No matter whether you’re trying to get your customers’ attention through social media, email campaigns, adverts or blog posts, there is one key element that you should focus on: words! Or, in professional marketing terms, the copy. Whether online or on paper, the copy that represents your business is often the first way a potential customer engages with you. Regardless of your target market, your copy needs to engage the reader and make your company approachable – it should grab the audience’s attention and make a link between your company and their situation. But how do you do this? Well, through conversational copy, of course!
The internet is full of advice urging businesses to use conversational copy in their marketing. But what exactly does that mean? And how and why should you be using it? I’m going to break it all down for you by answering these questions and will explain why, ultimately, it’s a great tool for building customer relationships. So, let’s start with the basics…
What Is Conversational Copy?
According to copywritematters, conversational copy is defined as:
Do you see what they did with that definition? They made it conversational. As if a friend just asked them the question and they had answered it simply. That is what true conversational copy is like; no major difference between how your business is explained in writing and how you describe your business to your friend.

+--

Requirements:
[a] Reproduce the passage of the conversational copy article from "No matter whether" to "copy, of course!".
[b] In the conversational copy article, what is often the first way a potential customer engages with a business?
[c] Write the next part of the conversational copy article, picking up after its final sentence.
The records that follow are unrelated to the article on conversational copy.

+--

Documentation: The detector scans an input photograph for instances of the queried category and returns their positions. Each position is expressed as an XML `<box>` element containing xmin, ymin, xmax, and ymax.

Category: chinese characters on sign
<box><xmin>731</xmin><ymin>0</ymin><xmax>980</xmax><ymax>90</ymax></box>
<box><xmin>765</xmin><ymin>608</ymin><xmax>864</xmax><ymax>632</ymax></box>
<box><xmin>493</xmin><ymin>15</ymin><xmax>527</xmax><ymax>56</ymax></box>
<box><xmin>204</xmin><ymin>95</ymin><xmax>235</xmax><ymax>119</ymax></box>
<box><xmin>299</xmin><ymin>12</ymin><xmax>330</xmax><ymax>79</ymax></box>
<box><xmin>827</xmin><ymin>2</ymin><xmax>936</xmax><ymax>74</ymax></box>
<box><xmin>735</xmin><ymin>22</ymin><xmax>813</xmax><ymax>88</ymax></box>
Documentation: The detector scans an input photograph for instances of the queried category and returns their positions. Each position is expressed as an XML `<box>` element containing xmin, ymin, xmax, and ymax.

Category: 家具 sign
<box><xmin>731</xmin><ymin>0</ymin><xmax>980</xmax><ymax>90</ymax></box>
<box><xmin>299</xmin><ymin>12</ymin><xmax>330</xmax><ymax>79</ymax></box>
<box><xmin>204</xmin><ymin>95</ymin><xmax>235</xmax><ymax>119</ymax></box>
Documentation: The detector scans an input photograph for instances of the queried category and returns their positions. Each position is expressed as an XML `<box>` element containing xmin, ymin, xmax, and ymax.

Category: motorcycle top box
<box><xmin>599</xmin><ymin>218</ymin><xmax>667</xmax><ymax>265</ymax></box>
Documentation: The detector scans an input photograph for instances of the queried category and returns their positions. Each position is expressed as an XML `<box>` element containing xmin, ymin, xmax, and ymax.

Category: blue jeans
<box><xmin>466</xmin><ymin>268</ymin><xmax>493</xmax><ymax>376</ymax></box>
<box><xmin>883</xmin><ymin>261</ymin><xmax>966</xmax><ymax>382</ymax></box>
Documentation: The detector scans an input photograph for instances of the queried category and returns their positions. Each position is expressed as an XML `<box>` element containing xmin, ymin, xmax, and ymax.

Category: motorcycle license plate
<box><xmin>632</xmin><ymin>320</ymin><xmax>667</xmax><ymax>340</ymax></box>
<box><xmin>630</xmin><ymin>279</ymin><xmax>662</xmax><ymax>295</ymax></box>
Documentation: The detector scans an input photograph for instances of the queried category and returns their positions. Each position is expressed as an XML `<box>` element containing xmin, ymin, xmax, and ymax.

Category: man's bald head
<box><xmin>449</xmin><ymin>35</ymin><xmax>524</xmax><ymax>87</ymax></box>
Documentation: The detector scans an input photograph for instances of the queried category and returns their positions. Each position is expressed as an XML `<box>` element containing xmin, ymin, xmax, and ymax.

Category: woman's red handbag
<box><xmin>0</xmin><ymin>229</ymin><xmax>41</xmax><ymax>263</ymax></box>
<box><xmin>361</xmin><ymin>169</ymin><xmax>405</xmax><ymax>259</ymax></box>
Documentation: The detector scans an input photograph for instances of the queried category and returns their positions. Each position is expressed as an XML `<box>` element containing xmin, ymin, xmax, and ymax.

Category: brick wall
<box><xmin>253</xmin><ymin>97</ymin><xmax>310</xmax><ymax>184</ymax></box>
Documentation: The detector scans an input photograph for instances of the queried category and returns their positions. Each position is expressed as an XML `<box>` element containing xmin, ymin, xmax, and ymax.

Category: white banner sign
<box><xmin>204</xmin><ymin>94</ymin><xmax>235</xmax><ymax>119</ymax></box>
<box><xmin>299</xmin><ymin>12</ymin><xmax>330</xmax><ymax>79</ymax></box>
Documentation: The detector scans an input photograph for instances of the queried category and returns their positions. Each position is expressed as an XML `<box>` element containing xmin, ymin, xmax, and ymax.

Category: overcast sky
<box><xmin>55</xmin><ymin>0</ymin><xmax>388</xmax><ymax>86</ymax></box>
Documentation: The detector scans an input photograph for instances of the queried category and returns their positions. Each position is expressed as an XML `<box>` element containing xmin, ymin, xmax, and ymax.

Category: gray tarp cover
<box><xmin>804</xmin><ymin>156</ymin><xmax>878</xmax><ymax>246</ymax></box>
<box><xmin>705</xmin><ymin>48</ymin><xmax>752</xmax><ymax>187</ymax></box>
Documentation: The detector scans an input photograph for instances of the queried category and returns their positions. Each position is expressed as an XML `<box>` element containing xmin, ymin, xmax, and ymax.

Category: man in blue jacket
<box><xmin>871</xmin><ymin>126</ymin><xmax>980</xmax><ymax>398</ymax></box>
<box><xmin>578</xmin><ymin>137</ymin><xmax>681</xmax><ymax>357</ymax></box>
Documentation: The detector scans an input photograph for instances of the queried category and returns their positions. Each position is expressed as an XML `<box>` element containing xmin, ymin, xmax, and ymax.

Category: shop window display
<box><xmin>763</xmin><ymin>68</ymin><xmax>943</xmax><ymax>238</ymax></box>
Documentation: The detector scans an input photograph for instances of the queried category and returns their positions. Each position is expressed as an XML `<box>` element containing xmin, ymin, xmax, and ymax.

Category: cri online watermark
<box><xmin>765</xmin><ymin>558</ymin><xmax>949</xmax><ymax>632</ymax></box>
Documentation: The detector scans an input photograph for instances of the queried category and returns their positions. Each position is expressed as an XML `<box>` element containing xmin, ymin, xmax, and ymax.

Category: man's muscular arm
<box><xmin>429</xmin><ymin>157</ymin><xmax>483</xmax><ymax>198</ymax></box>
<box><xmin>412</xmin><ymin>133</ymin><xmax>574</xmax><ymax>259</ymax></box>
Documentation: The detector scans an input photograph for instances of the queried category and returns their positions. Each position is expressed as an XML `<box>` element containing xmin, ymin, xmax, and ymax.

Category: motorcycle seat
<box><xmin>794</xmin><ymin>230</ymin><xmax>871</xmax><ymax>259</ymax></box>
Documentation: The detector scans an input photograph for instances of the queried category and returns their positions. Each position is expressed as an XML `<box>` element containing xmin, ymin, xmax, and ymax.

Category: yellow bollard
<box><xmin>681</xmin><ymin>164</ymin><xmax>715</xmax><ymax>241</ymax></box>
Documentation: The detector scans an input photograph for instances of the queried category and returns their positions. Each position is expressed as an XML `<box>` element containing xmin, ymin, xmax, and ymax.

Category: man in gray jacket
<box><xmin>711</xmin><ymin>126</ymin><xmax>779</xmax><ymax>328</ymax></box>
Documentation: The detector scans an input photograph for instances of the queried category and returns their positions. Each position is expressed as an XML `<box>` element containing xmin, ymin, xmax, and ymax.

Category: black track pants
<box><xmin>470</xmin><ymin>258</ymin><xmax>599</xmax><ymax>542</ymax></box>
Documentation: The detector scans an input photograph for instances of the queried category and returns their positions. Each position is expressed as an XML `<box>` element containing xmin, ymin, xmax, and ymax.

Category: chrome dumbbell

+--

Responses to the exercise:
[a]
No matter whether you’re trying to get your customers’ attention through social media, email campaigns, adverts or blog posts, there is one key element that you should focus on: words! Or, in professional marketing terms, the copy. Whether online or on paper, the copy that represents your business is often the first way a potential customer engages with you. Regardless of your target market, your copy needs to engage the reader and make your company approachable – it should grab the audience’s attention and make a link between your company and their situation. But how do you do this? Well, through conversational copy, of course!

[b] The copy that represents the business, whether online or on paper.

[c]
Why You Need to Start Using Conversational Copy
Now, you might think that there should be a difference between how you speak about your company and how you write about it. But if you’re interested in building a strong brand that is recognizable and credible, then consistency with your brand tone (how your business sounds) is essential. And that’s where conversational copy comes in handy.
1. Establish a Strong Brand
A strong brand is one that is recognizable and credible – and it’s about more than just your logo. If someone sees your advert on the back of a bus, your social media page, or talks with a staff member over email, all of the interactions should ‘sound’ like your business.
Conversational copy can establish a consistent brand tone, but it also helps your audience build a relationship with you – it’s easy for potential customers to feel that your business is familiar when it sounds like an actual human is talking to them.
Hiut Denim Co. use conversational copy to successfully establish their brand. Their copy creates a sense of credibility, leaving the customer with the impression that they are experts at making great denim jeans. Their communication is simple and the customer immediately knows what they stand for.
2. Build Better Relationships with Customers
No one likes being talked at. We all want to have conversations, not one-sided discussions where we feel talked down to or not listened to. And the same is true when customers interact with businesses.
By adopting a conversational tone, your business can establish stronger relationships with your customers. This is because they feel listened to and valued. And happy customers often become loyal customers.
3. Increase Your Conversion Rate
Whatever you’re writing, you want it to elicit a response from your customers. Whether it’s a magazine advert, a social media post or a private email exchange, you want customers to see your brand and respond to it.
Conversational copy humanizes your brand; it makes it seem like there is a person behind the words. And people are much more likely to respond to copy that sounds like it was written by a human rather than a flat and formal lump of text.
Where Can You Use Conversational Copy?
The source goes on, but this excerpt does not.